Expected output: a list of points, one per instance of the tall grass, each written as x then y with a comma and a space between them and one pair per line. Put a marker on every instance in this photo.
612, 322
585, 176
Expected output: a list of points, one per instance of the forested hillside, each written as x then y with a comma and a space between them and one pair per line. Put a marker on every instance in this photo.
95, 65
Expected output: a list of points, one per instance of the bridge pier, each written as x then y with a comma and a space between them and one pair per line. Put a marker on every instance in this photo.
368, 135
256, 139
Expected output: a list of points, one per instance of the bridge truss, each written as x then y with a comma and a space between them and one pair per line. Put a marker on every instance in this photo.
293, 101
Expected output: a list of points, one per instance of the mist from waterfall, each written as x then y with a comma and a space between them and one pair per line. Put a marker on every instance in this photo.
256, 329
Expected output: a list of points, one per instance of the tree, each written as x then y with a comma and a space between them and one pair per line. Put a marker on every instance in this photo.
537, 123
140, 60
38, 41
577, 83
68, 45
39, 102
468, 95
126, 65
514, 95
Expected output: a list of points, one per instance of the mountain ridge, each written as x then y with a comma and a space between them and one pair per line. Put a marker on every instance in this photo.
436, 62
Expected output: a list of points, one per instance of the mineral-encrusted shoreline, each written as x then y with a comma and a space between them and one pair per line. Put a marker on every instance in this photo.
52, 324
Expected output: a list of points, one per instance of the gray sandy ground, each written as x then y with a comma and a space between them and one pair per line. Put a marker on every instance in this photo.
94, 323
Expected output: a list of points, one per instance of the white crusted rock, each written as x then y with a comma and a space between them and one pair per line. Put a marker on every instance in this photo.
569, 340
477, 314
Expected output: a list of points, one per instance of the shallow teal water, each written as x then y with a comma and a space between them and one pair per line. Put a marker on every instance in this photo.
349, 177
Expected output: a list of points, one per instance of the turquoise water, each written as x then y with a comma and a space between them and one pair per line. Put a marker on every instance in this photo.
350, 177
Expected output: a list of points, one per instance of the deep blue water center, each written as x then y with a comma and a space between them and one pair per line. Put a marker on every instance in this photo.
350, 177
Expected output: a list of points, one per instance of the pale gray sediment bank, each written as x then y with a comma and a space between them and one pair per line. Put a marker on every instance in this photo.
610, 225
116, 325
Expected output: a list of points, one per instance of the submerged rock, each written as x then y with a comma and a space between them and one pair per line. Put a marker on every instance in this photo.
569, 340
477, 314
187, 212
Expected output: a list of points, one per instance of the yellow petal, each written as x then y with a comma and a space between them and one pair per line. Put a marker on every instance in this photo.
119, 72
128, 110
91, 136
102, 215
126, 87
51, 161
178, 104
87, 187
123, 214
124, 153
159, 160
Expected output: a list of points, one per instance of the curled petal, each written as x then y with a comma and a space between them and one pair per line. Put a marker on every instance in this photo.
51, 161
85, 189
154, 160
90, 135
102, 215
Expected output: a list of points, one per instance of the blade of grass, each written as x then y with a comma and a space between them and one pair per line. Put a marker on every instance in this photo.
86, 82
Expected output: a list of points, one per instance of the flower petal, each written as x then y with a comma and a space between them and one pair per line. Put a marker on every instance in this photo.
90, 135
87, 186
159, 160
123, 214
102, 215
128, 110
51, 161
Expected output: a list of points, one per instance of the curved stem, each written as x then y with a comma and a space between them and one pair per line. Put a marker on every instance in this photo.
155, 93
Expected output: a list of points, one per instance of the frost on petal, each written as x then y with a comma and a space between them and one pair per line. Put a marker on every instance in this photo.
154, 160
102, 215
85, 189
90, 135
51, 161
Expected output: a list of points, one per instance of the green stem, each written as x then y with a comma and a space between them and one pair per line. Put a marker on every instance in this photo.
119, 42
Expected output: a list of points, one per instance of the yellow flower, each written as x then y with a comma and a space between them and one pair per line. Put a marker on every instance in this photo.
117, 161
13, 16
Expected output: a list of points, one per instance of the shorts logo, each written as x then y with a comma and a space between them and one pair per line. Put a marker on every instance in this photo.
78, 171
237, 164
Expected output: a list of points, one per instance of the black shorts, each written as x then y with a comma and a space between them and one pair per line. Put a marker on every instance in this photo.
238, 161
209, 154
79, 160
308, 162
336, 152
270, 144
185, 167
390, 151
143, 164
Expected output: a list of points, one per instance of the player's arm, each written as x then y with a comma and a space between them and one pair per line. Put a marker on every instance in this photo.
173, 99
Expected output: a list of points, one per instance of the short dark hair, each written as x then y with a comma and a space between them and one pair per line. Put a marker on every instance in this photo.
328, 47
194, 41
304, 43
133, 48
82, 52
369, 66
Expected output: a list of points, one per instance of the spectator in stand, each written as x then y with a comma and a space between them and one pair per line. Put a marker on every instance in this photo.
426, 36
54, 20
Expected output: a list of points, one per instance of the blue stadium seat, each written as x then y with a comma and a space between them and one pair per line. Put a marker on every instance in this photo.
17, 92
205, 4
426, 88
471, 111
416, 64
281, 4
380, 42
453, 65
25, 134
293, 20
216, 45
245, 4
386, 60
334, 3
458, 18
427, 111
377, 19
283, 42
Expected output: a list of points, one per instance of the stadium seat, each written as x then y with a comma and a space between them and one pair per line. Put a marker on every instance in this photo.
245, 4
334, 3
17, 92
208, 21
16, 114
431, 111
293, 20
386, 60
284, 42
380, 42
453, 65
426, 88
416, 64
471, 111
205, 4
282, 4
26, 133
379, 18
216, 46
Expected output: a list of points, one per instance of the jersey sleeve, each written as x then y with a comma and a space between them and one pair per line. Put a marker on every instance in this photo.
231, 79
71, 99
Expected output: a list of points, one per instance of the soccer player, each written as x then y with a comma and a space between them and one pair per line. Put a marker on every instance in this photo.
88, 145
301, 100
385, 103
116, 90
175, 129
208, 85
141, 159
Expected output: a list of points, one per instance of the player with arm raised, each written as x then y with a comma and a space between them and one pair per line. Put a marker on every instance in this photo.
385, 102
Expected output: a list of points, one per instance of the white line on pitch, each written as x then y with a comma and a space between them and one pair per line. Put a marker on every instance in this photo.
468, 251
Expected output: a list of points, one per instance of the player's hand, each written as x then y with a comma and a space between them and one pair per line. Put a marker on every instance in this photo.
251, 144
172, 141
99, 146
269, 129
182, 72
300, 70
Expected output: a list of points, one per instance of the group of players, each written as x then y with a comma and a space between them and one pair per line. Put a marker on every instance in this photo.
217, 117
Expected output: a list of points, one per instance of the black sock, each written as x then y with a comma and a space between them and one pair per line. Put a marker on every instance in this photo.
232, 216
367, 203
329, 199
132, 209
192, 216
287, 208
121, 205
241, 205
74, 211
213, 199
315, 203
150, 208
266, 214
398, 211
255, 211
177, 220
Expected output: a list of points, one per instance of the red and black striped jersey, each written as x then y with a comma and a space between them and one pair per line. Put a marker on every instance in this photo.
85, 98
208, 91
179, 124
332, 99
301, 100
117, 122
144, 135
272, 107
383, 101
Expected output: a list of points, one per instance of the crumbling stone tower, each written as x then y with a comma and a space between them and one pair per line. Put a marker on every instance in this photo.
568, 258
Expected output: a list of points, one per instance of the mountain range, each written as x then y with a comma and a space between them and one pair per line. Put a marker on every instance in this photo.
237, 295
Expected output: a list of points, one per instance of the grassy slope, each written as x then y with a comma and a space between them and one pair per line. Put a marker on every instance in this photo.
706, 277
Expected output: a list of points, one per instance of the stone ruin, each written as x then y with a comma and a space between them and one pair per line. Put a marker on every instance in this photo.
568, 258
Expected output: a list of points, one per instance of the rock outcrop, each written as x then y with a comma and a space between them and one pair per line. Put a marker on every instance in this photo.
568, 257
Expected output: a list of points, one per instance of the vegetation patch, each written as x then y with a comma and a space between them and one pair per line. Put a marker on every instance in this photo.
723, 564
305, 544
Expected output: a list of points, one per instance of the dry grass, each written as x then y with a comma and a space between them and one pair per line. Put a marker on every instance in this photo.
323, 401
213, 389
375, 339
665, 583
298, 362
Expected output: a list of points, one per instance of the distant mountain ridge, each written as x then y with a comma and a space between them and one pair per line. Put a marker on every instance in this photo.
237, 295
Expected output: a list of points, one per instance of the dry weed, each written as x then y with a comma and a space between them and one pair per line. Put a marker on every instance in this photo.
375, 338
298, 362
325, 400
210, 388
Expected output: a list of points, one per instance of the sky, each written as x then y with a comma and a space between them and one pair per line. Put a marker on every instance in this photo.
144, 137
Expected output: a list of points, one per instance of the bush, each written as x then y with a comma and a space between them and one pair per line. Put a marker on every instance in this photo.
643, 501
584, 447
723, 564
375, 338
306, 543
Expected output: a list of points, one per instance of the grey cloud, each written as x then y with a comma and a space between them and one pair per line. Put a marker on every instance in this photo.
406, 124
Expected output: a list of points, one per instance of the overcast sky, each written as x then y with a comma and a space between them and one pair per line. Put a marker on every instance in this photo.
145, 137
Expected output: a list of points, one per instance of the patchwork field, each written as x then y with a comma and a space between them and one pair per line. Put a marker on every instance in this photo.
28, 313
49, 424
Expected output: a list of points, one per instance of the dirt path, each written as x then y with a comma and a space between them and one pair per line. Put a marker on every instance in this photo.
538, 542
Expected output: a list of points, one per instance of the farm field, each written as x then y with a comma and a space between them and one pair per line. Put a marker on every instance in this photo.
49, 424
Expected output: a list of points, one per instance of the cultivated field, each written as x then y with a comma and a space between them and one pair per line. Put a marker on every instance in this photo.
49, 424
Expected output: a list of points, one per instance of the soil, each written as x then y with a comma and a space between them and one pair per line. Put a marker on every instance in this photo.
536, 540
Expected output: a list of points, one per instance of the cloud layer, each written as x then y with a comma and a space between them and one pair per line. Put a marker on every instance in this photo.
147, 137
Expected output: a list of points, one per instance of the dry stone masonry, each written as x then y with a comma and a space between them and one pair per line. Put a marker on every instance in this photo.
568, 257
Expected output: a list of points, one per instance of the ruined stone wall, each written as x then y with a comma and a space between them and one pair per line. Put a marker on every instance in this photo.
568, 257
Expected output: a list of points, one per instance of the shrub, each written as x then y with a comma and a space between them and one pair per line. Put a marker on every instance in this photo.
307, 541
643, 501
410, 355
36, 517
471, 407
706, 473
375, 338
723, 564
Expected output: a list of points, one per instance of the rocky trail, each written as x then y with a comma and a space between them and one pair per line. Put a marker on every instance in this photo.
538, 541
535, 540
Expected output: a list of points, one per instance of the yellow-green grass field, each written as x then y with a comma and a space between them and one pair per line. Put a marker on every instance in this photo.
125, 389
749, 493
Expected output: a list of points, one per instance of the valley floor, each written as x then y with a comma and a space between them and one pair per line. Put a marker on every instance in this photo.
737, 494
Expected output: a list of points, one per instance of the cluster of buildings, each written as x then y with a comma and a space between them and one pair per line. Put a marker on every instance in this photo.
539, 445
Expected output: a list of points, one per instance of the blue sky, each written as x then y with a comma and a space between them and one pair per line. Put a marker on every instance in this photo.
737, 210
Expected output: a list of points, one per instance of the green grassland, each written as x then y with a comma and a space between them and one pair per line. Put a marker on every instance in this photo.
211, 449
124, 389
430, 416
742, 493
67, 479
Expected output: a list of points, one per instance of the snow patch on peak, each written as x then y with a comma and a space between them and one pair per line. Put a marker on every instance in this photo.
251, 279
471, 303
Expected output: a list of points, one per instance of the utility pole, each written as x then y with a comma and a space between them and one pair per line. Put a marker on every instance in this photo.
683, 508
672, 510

+-------+

WRITTEN REQUEST: Rewrite the entries from the line containing "of the yellow-green" through the last line, swapping every "Put a marker" for "Place a marker" and changing nothing else.

SOLVED PROBLEM:
Expected output: a list of points, one per instance of the yellow-green grass field, each written as x then y with a comma and a space between them and one pair per line. Place a marker on every instance in this photo.
125, 389
749, 493
Expected output: a list of points, one per instance of the valley floor, each written as x then y with a comma and a space between them and one pair per line. Place a marker on every instance in this photo.
737, 494
Expected output: a list of points, one per instance of the cluster of buildings, each written as x then y with a comma and a space between them and one pair per line. Place a marker on every instance in this photo.
539, 445
Expected output: a list of points, one per instance of the blue sky, each written as x then y with a comma and a space between them and one pair per line. Place a marker on every instance in this photo.
737, 210
Expected output: a list of points, one per instance of the green grassland, each written as x then y with a comma and a space between them and one pair per line. Place a marker on every instance in this photo.
211, 449
124, 389
430, 416
742, 493
67, 479
Expected output: a list of points, one per instance of the snow patch on peak, each written as x then y with a comma and a space between them and one pair per line. Place a marker on every instance in this photo.
251, 279
471, 303
Expected output: a list of points, one per instance of the utility pole, each written as x then y with a comma and a space between them and one pair per line. Place a marker on every instance in this photo.
683, 508
672, 510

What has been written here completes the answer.